#### PROBLEM A:
In the records, print the lines from the one containing "Give the mask of every instance of the bar" through the one containing "[[[48,45],[40,41],[21,42],[20,110],[35,104],[37,110],[48,102]]]", both included, unchanged and with nothing else.

• • •

Indeed, these professional bureaucrats protect themselves by building empires, and can actually turn their own incompetence to their benefit, by demanding more money to address their own failings. Governmental power attract the corruptible, who seek to turn that power and public wealth to their own ends. To counter this decay, and to attempt to prevent normal administrative errors, new departments accumulate to check existing ones (the Department of Homeland Security is an example of this.) This is how the government grows, again, usually through partisan criticism and demands for change. Ironically, much of this expansion may be the result of calls for more fiscal responsibility--bean counters on bean counters on bean counters.

The most efficient form of government is probably a benevolent dictatorship, but dictatorships never stay benevolent. The tradeoff in government is between effectiveness and damage control. Too little power and nothing gets done, too much power and the wrong thing gets done. Most democratic governments are built for gridlock, to provide checks and balance on power. You may not get the most efficient government, but you will get a less harmful one. The problem comes when a politician wants heavy handed effectiveness. This soon causes the system to grow rapidly, as the new powers attract political beaurocrats, greedy for a piece of the pie, while at the same time abuses of that power encourage the growth of institutions of restraint. It is not surprising, then, that the Bush administration has ushered in an period of unprecendented governmental expansion that will likely continue long after it has left office.

Far from solving the problem, calls for large government cuts make it worse, because these are merely simplistic, populist postures to gain votes. They act like binge and purge dieting, burning muscle and leaving fat. Political beaurocrats, who actually do no work, are politically savvy enough to escape the cuts. The ones who get cut will be those too busy doing actual work to notice the axe coming down. Indeed, the perfect political beaurocrat will be right there beside you, calling for the cutbacks, because that will score political points and make his job more secure. And the ones most likely to jump this demoralized beaurocracy will probably be the most competent, who are also the ones most likely to find other employment. The end product is survival of the fattest--who are also the ones that cost the most.

• • •

#### PROBLEM B:
Output the whole passage on government bureaucracy unchanged.

Rows from a segmentation dataset:
• • •

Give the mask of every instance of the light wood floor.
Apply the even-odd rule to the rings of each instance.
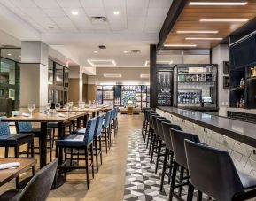
[[[87,190],[85,171],[72,171],[67,174],[66,182],[62,187],[50,191],[48,200],[123,200],[128,138],[128,135],[141,128],[142,117],[142,115],[119,115],[118,137],[114,140],[109,153],[106,155],[104,151],[103,165],[95,178],[92,179],[90,174],[89,190]],[[1,155],[3,156],[2,150]],[[14,182],[1,187],[0,193],[13,188]]]

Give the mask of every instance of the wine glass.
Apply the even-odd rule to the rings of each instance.
[[[32,112],[35,110],[35,104],[28,104],[28,110],[30,112],[30,118],[32,118]]]
[[[56,104],[55,104],[55,110],[56,110],[56,112],[57,112],[57,113],[58,112],[58,110],[60,109],[60,103],[57,103]]]

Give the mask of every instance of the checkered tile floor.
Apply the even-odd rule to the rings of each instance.
[[[166,201],[168,200],[170,185],[167,177],[163,192],[159,191],[162,166],[155,172],[154,164],[150,164],[149,151],[143,141],[141,131],[136,130],[129,135],[124,201]],[[186,189],[182,190],[182,198],[186,198]],[[175,197],[173,200],[177,200]],[[205,200],[205,199],[204,199]]]

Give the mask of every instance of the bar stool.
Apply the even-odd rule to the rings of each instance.
[[[194,188],[220,201],[256,197],[256,179],[237,171],[228,151],[189,140],[185,140],[185,148],[191,182],[189,201]],[[201,199],[202,194],[198,194],[198,200]]]
[[[163,144],[162,141],[159,139],[159,127],[158,127],[157,120],[161,121],[161,120],[167,120],[167,119],[161,116],[152,117],[154,135],[153,135],[153,143],[152,143],[153,144],[152,144],[152,151],[151,151],[151,162],[152,162],[153,160],[154,153],[157,154],[155,174],[157,174],[158,166],[159,166],[159,155],[160,155],[161,150],[165,146],[165,144]]]
[[[189,181],[189,176],[184,177],[184,169],[188,171],[184,140],[188,139],[196,143],[200,143],[198,136],[194,134],[190,134],[190,133],[186,133],[186,132],[173,129],[173,128],[170,128],[170,132],[171,132],[171,140],[172,140],[175,161],[174,161],[174,167],[173,167],[173,173],[172,173],[169,201],[173,200],[174,196],[176,197],[181,197],[182,186],[190,185],[190,182]],[[179,181],[179,184],[175,185],[178,167],[181,168],[180,169],[180,181]],[[185,179],[187,179],[187,181],[183,182],[183,180]],[[174,192],[174,189],[176,188],[179,188],[178,195],[176,195]]]
[[[179,125],[171,124],[169,121],[162,121],[162,133],[164,135],[165,143],[166,143],[166,151],[164,155],[163,167],[162,167],[162,175],[161,175],[161,182],[160,182],[160,191],[163,190],[163,185],[165,181],[165,176],[168,176],[168,183],[171,179],[172,168],[174,166],[174,151],[173,151],[173,144],[172,139],[170,135],[170,128],[182,130],[182,128]],[[169,158],[169,162],[167,158]],[[169,173],[167,174],[167,169],[169,169]]]

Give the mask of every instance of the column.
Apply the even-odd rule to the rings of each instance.
[[[80,66],[69,66],[68,101],[75,104],[82,101],[82,67]]]
[[[48,45],[40,41],[21,42],[20,110],[35,104],[37,110],[48,102]]]

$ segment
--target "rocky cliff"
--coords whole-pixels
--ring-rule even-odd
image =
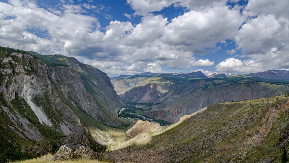
[[[124,104],[105,73],[72,57],[40,59],[7,50],[0,50],[1,141],[30,155],[61,144],[96,150],[98,145],[84,121],[118,126],[113,114]],[[49,57],[62,66],[53,66],[59,64]]]
[[[155,77],[125,90],[120,96],[127,101],[154,103],[152,109],[145,112],[145,115],[172,122],[215,103],[255,99],[289,92],[288,83],[280,82],[275,84],[251,78],[163,78],[162,83],[157,83],[156,80],[153,80]],[[183,80],[175,80],[180,79]],[[168,85],[169,83],[173,84]]]
[[[289,155],[289,100],[279,98],[213,104],[146,144],[101,155],[120,162],[284,162]]]

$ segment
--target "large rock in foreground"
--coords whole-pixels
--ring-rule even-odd
[[[73,155],[73,151],[70,148],[65,145],[61,146],[59,150],[53,156],[52,160],[58,161],[69,160],[72,158]]]
[[[74,157],[76,158],[83,158],[90,160],[91,157],[88,153],[86,148],[84,146],[79,146],[79,148],[76,148],[73,153]]]

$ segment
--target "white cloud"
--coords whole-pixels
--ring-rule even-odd
[[[193,66],[209,66],[214,65],[214,61],[211,62],[208,59],[206,59],[205,60],[200,59],[194,63]]]
[[[289,67],[286,1],[250,0],[242,15],[240,6],[230,8],[226,6],[227,1],[129,0],[135,14],[143,15],[140,23],[113,20],[102,28],[97,19],[84,15],[89,9],[97,12],[108,10],[103,5],[61,3],[60,10],[48,10],[34,2],[0,2],[1,45],[81,57],[111,75],[160,71],[164,66],[186,69],[212,66],[213,61],[196,60],[194,55],[221,50],[216,44],[229,39],[237,47],[226,52],[232,55],[240,50],[244,54],[240,58],[249,59],[228,59],[216,66],[217,71],[241,73]],[[149,13],[170,5],[184,7],[188,11],[171,20]],[[123,14],[130,19],[132,16]],[[29,32],[32,31],[35,32]]]
[[[234,54],[236,52],[236,50],[235,49],[233,49],[230,50],[228,50],[226,51],[226,52],[230,55]]]
[[[203,54],[219,49],[216,43],[233,39],[245,20],[238,9],[220,3],[201,11],[192,10],[173,19],[166,26],[162,40],[179,50]]]
[[[204,70],[203,69],[197,69],[197,70],[192,70],[190,71],[190,72],[197,72],[197,71],[200,71],[206,75],[211,75],[214,73],[217,73],[216,72],[213,72],[212,71],[209,70]]]
[[[128,4],[136,11],[134,14],[144,15],[150,12],[160,11],[172,5],[200,10],[226,1],[224,0],[127,0]]]
[[[226,59],[216,66],[216,70],[222,73],[246,73],[248,72],[255,73],[262,71],[263,69],[260,68],[260,63],[256,63],[255,60],[247,59],[242,61],[234,58]]]
[[[131,18],[131,16],[128,14],[127,14],[126,13],[123,13],[123,15],[124,15],[126,17],[130,19]]]

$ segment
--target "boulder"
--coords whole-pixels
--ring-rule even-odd
[[[66,160],[71,159],[73,151],[70,148],[65,145],[61,146],[52,158],[53,161]]]
[[[79,146],[79,148],[76,148],[73,153],[74,157],[75,158],[84,158],[90,159],[91,158],[87,150],[83,146]]]

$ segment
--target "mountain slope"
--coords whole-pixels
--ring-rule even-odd
[[[82,145],[90,152],[104,148],[89,129],[118,126],[124,120],[115,113],[124,105],[105,73],[73,58],[40,60],[24,51],[1,50],[1,143],[11,142],[33,156],[53,152],[61,144]]]
[[[279,97],[213,104],[144,145],[101,155],[120,162],[280,162],[288,148],[289,100]]]
[[[209,75],[207,76],[209,77],[209,78],[215,78],[215,77],[227,77],[227,75],[224,74],[216,74],[216,73],[214,73],[210,75]]]
[[[118,94],[122,99],[140,103],[152,103],[169,88],[186,79],[181,78],[154,77]]]
[[[243,75],[252,77],[260,77],[264,79],[289,80],[289,71],[284,70],[271,70],[262,73],[251,73]]]
[[[289,82],[286,81],[245,77],[192,79],[174,76],[163,77],[162,82],[158,79],[149,78],[118,94],[127,101],[153,102],[152,110],[145,112],[145,115],[175,122],[182,116],[214,103],[254,99],[289,92]],[[168,83],[173,84],[165,84]]]
[[[116,91],[119,93],[127,88],[136,86],[150,77],[157,76],[171,77],[183,73],[143,73],[134,75],[120,75],[110,79]]]

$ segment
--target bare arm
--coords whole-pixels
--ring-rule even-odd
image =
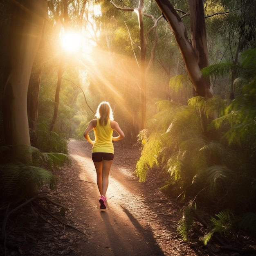
[[[118,133],[118,136],[115,137],[112,137],[112,140],[117,141],[120,140],[124,138],[125,135],[124,132],[121,130],[120,128],[118,123],[115,121],[111,121],[111,127],[112,129],[114,129],[117,133]]]
[[[84,136],[84,137],[89,141],[90,144],[91,144],[92,145],[94,144],[94,141],[92,141],[91,139],[91,138],[89,136],[89,133],[93,129],[94,127],[95,127],[95,120],[97,122],[97,120],[96,119],[94,119],[89,123],[89,124],[88,125],[88,126],[87,126],[87,128],[86,128],[85,130],[83,133],[83,136]]]

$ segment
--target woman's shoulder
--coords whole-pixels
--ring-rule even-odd
[[[111,128],[112,129],[115,128],[115,127],[116,124],[117,124],[117,123],[116,121],[114,121],[113,120],[110,120],[110,126],[111,126]]]
[[[97,122],[98,119],[93,119],[91,121],[92,124],[94,127],[96,127],[97,126]]]

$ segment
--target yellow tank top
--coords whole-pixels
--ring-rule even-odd
[[[114,154],[114,146],[112,142],[113,129],[110,126],[110,120],[108,119],[106,125],[101,126],[99,119],[97,125],[93,128],[95,141],[92,146],[92,153],[100,152]]]

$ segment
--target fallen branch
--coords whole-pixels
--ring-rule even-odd
[[[37,203],[36,202],[35,202],[35,203],[37,204],[37,205],[39,207],[40,207],[41,209],[42,209],[43,211],[45,211],[46,212],[47,212],[48,214],[49,214],[49,215],[50,215],[53,218],[55,219],[55,220],[57,220],[58,222],[59,222],[61,224],[62,224],[63,225],[64,225],[65,226],[66,226],[66,227],[68,227],[70,228],[71,228],[74,229],[75,229],[75,230],[76,230],[76,231],[78,231],[78,232],[82,234],[83,235],[86,235],[85,234],[83,231],[81,231],[80,230],[79,230],[79,229],[78,229],[74,227],[73,227],[72,226],[71,226],[71,225],[70,225],[69,224],[68,224],[67,223],[66,223],[65,222],[64,222],[62,221],[62,220],[60,220],[59,219],[58,219],[58,218],[57,218],[56,216],[54,216],[54,215],[53,215],[49,211],[47,211],[46,209],[45,209],[45,208],[44,208],[41,205],[40,205],[39,204]]]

• • •

#### FULL ANSWER A:
Give the mask of every instance of the bar stool.
Apply the even-odd rule to the rings of each instance.
[[[194,188],[220,201],[256,197],[256,179],[237,171],[228,151],[189,140],[185,140],[185,148],[191,182],[189,201]],[[201,199],[202,194],[198,194],[198,200]]]
[[[163,144],[162,141],[159,139],[159,127],[158,127],[157,120],[161,121],[161,120],[167,120],[167,119],[161,116],[152,117],[154,135],[153,135],[153,143],[152,143],[153,144],[152,144],[152,151],[151,151],[151,162],[152,162],[153,160],[154,153],[157,154],[155,174],[157,174],[158,166],[159,166],[159,155],[160,155],[161,150],[165,146],[165,144]]]
[[[189,181],[189,176],[184,177],[184,169],[188,171],[184,140],[188,139],[196,143],[200,143],[198,136],[194,134],[190,134],[190,133],[186,133],[186,132],[173,129],[173,128],[170,128],[170,132],[171,132],[171,140],[172,140],[175,161],[174,161],[174,167],[173,167],[173,173],[172,173],[169,201],[173,200],[174,196],[176,197],[181,197],[182,186],[190,185],[190,182]],[[179,181],[179,184],[175,185],[178,167],[181,168],[180,169],[180,181]],[[185,179],[187,179],[187,181],[183,182],[183,180]],[[174,192],[174,189],[176,188],[179,188],[178,195],[176,195]]]
[[[179,125],[171,124],[169,121],[162,121],[162,133],[164,135],[165,143],[166,143],[166,151],[164,155],[163,167],[162,167],[162,175],[161,175],[161,182],[160,182],[160,191],[163,190],[163,185],[165,181],[165,176],[168,176],[168,183],[171,179],[172,168],[174,166],[174,151],[173,151],[173,144],[172,139],[170,135],[170,128],[182,130],[182,128]],[[169,158],[169,162],[167,158]],[[169,173],[167,174],[167,169],[169,169]]]

Give the mask of every instance of the column.
Apply the even-odd rule to the rings of each instance.
[[[80,66],[69,66],[68,101],[75,104],[82,101],[82,67]]]
[[[48,45],[40,41],[21,42],[20,110],[35,104],[37,110],[48,102]]]

#### FULL ANSWER B:
Indeed, these professional bureaucrats protect themselves by building empires, and can actually turn their own incompetence to their benefit, by demanding more money to address their own failings. Governmental power attract the corruptible, who seek to turn that power and public wealth to their own ends. To counter this decay, and to attempt to prevent normal administrative errors, new departments accumulate to check existing ones (the Department of Homeland Security is an example of this.) This is how the government grows, again, usually through partisan criticism and demands for change. Ironically, much of this expansion may be the result of calls for more fiscal responsibility--bean counters on bean counters on bean counters.

The most efficient form of government is probably a benevolent dictatorship, but dictatorships never stay benevolent. The tradeoff in government is between effectiveness and damage control. Too little power and nothing gets done, too much power and the wrong thing gets done. Most democratic governments are built for gridlock, to provide checks and balance on power. You may not get the most efficient government, but you will get a less harmful one. The problem comes when a politician wants heavy handed effectiveness. This soon causes the system to grow rapidly, as the new powers attract political beaurocrats, greedy for a piece of the pie, while at the same time abuses of that power encourage the growth of institutions of restraint. It is not surprising, then, that the Bush administration has ushered in an period of unprecendented governmental expansion that will likely continue long after it has left office.

Far from solving the problem, calls for large government cuts make it worse, because these are merely simplistic, populist postures to gain votes. They act like binge and purge dieting, burning muscle and leaving fat. Political beaurocrats, who actually do no work, are politically savvy enough to escape the cuts. The ones who get cut will be those too busy doing actual work to notice the axe coming down. Indeed, the perfect political beaurocrat will be right there beside you, calling for the cutbacks, because that will score political points and make his job more secure. And the ones most likely to jump this demoralized beaurocracy will probably be the most competent, who are also the ones most likely to find other employment. The end product is survival of the fattest--who are also the ones that cost the most.